§ **WHAT TO PRODUCE**
The data is to be retyped in full, exactly.

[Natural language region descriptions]
○ ○ ○
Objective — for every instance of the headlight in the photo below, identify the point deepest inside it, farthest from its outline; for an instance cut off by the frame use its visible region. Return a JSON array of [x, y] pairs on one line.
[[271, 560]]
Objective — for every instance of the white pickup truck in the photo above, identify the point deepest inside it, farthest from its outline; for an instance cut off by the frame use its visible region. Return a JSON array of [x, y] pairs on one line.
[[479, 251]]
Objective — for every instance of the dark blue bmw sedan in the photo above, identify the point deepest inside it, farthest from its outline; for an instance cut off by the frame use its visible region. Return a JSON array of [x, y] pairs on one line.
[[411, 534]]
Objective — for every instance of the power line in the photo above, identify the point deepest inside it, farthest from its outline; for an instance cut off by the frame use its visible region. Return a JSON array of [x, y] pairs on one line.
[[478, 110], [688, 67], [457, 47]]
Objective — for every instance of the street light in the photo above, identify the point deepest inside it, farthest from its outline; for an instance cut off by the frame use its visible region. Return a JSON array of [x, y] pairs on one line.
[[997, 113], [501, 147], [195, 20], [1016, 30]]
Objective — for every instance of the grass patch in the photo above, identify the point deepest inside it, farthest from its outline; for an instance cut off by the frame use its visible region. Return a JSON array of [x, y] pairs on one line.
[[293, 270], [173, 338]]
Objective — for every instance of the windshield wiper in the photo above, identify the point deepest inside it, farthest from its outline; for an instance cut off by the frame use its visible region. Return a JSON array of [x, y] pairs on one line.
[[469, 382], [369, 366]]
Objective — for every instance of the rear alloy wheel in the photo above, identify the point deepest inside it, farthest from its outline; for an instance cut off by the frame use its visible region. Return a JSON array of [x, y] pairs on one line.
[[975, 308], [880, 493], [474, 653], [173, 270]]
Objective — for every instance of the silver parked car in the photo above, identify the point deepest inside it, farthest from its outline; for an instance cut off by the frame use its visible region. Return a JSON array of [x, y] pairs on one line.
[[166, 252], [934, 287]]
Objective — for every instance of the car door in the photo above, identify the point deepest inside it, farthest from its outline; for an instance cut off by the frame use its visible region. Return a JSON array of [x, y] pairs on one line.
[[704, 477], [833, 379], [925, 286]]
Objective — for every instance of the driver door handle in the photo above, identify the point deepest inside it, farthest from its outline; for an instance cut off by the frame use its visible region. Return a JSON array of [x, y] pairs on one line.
○ ○ ○
§ **RESULT OF THIS TASK**
Objective — for every instance of the headlight in the photo below, identify the point deepest inside it, farthest from its outline; for an instance cut off by the frame use its visible region. Return a JSON array of [x, y] pairs on one line.
[[271, 560]]
Objective — for every instance of the white pickup truck in the photo above, identify the point deepest inside it, farthest from its outline; for an instance cut off by the frame use its visible region. Return a JSON array of [x, y] pairs on one line.
[[479, 251]]
Objective — for every instance of the dark blue bmw sedan in the photo above, identify the point deepest inside it, farthest from its outline; for an instance cut off by the frame use its visible region. Return a JSON array of [x, y] pairs on one line.
[[411, 534]]
Objective — for every instance of the power line in the photo above, identify the point deepest inside it, farthest from its outline; for an instance cut off by the frame use its visible region. Return a JSON array of [x, y] pairs on one line.
[[478, 110], [688, 67], [457, 47]]
Objective — for every instance of the street light in the photo above, identify the point deepest inside it, farthest from its outline; for an instance cut off by the frame use its visible region. Return a JSON array of [x, y] pairs on one line.
[[997, 113], [501, 147], [195, 20], [1016, 30]]
Objective — for every instance of the grass patch in the photo above, identify the point deepest inside it, farthest from its outline; for an instance cut off by the frame use its visible region. Return a JSON array of [x, y] pairs on one line.
[[293, 270], [173, 338]]
Objective — for every instance of the windshield wiper in the photo above, identify the point deepest inside it, farthest from its outline; for an instance cut off by the frame use its visible region. Return a JSON array of [x, y] pairs on one line.
[[469, 382], [369, 366]]
Objective — for every instance of the rear alloy wheel in the photo above, identify the point deepest inside it, farthest from its outline; for an instance cut off by the frame use its visible region. Return a JSON array of [x, y] pairs on one line.
[[975, 308], [880, 493], [474, 653], [173, 270]]
Objective — for every instance of the silver parked car in the photo above, identify the point deepest inside it, farthest from its outline; for an instance cut off by the frame use its visible region. Return a JSON array of [x, y] pairs on one line.
[[166, 252], [934, 287]]
Objective — for every instance of the car door in the photo above, identify the point deepest inside it, farthest from its outline; for an instance cut off by the frame use its visible region. Return a JSON array of [x, y] pairs on one line.
[[704, 477], [833, 379], [925, 286]]
Objective — for every instance of the driver door handle in the photo above, identify the point deepest inside it, farthest from its outline; for an instance cut off by the frame use its visible region. Return a JSON array of [x, y] pairs on one line.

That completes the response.